• _TASK GOAL_
Return each line in the records below that contains the string "pixel".

• _DATA EXTRACT_
▬▬▬
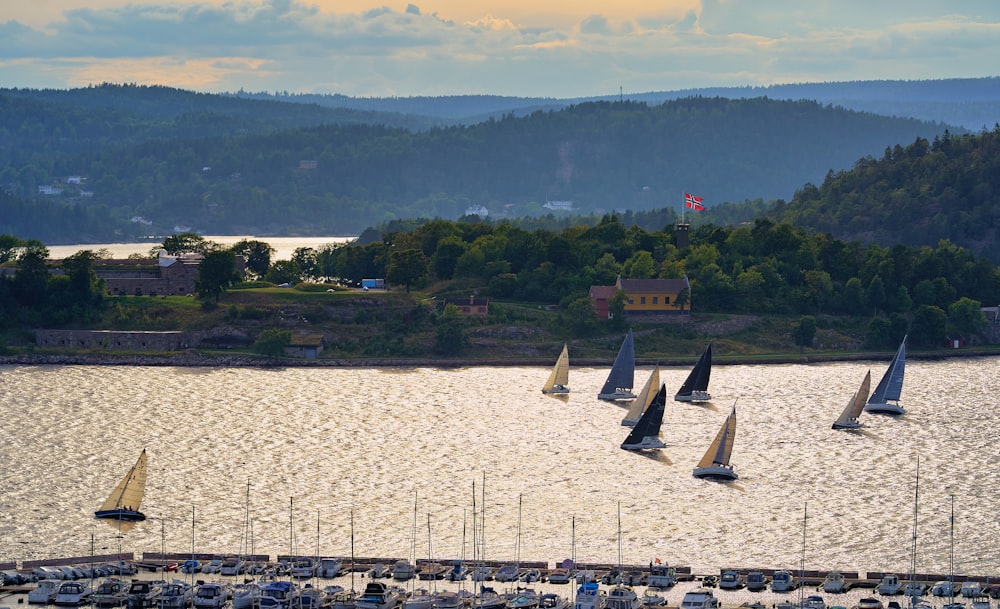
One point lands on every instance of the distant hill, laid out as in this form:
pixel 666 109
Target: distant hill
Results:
▬▬▬
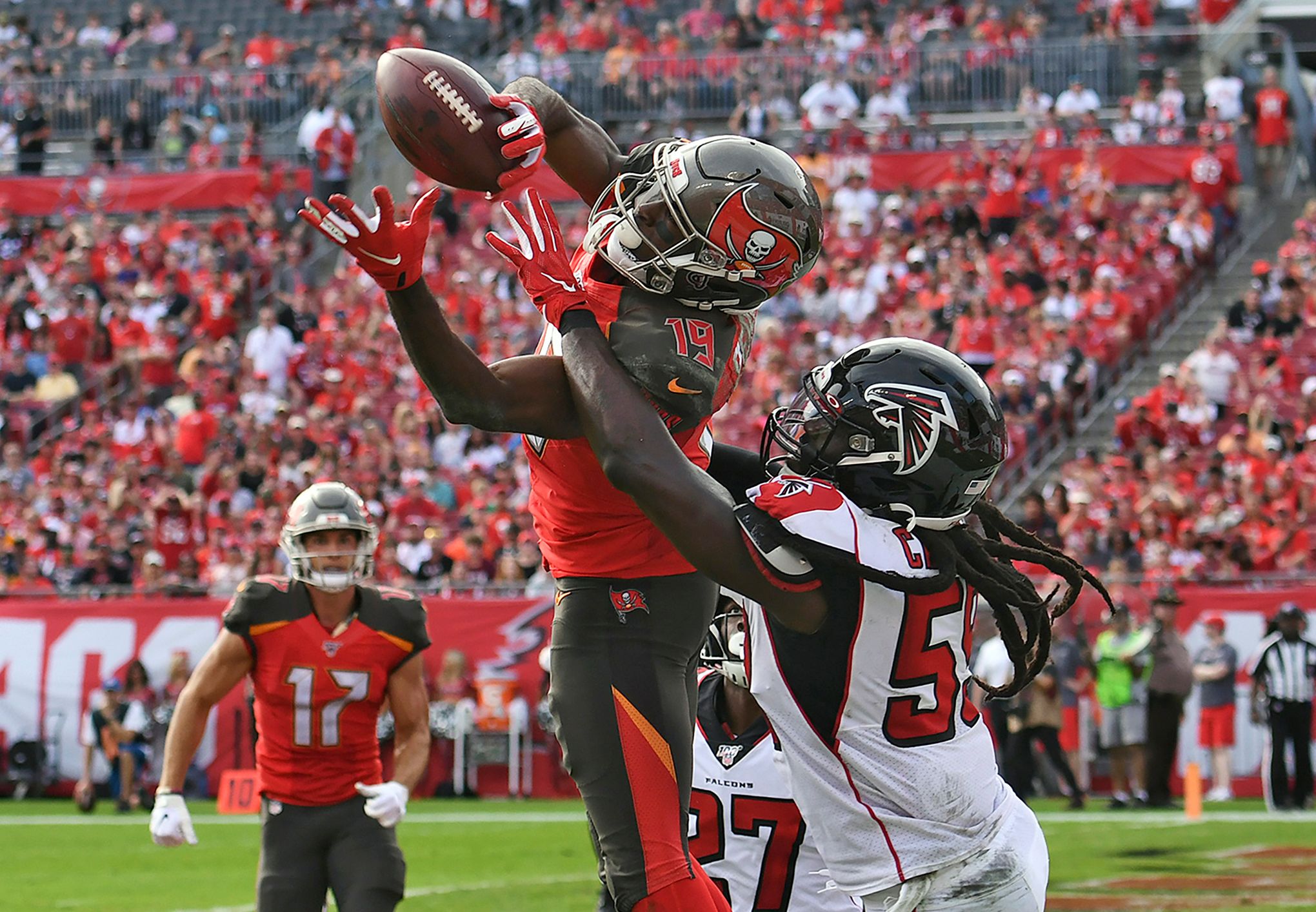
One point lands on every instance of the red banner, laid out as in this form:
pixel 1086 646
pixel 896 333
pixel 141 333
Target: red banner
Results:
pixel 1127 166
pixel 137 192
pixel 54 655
▬▬▬
• _EXERCISE SOLUTION_
pixel 666 109
pixel 1086 646
pixel 896 333
pixel 141 333
pixel 1127 166
pixel 137 192
pixel 54 655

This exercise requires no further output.